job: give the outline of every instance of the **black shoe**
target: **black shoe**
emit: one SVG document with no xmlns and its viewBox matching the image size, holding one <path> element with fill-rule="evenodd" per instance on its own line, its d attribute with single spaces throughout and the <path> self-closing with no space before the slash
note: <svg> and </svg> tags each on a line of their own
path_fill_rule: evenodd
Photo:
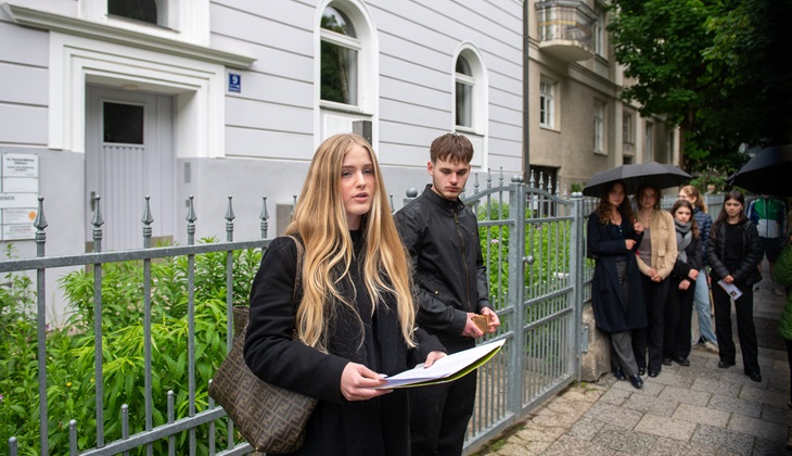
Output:
<svg viewBox="0 0 792 456">
<path fill-rule="evenodd" d="M 643 380 L 641 380 L 641 376 L 629 376 L 629 382 L 636 390 L 643 388 Z"/>
<path fill-rule="evenodd" d="M 616 380 L 619 380 L 619 381 L 627 380 L 627 376 L 624 375 L 624 370 L 622 370 L 621 367 L 613 369 L 613 377 L 615 377 Z"/>
<path fill-rule="evenodd" d="M 755 382 L 762 381 L 762 373 L 759 373 L 759 372 L 745 372 L 745 375 L 748 376 L 748 378 L 750 378 L 751 380 L 753 380 Z"/>
<path fill-rule="evenodd" d="M 686 358 L 684 356 L 677 356 L 676 358 L 674 358 L 674 360 L 679 366 L 690 366 L 690 359 L 688 359 L 688 358 Z"/>
</svg>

══════════════════════════════

Exercise goal:
Without the pictures, restate all the entries above exactly.

Exercise response:
job: give the outline of every instance of the **black shoe**
target: **black shoe**
emit: one SVG document with no xmlns and its viewBox matching the image size, holding one <path> element with fill-rule="evenodd" per instance on its own line, its d attribute with single spaces throughout and the <path> self-closing with no space before the slash
note: <svg> and </svg> tags each on a line of their own
path_fill_rule: evenodd
Photo:
Output:
<svg viewBox="0 0 792 456">
<path fill-rule="evenodd" d="M 643 380 L 641 380 L 641 376 L 629 376 L 629 382 L 636 390 L 643 388 Z"/>
<path fill-rule="evenodd" d="M 616 380 L 619 380 L 619 381 L 627 380 L 627 376 L 624 375 L 624 370 L 622 370 L 621 367 L 613 369 L 613 377 L 615 377 Z"/>
<path fill-rule="evenodd" d="M 755 382 L 762 381 L 762 373 L 759 373 L 759 372 L 745 372 L 745 375 L 748 376 L 748 378 L 750 378 L 751 380 L 753 380 Z"/>
<path fill-rule="evenodd" d="M 686 358 L 684 356 L 677 356 L 676 358 L 674 358 L 674 360 L 679 366 L 690 366 L 690 359 L 688 359 L 688 358 Z"/>
</svg>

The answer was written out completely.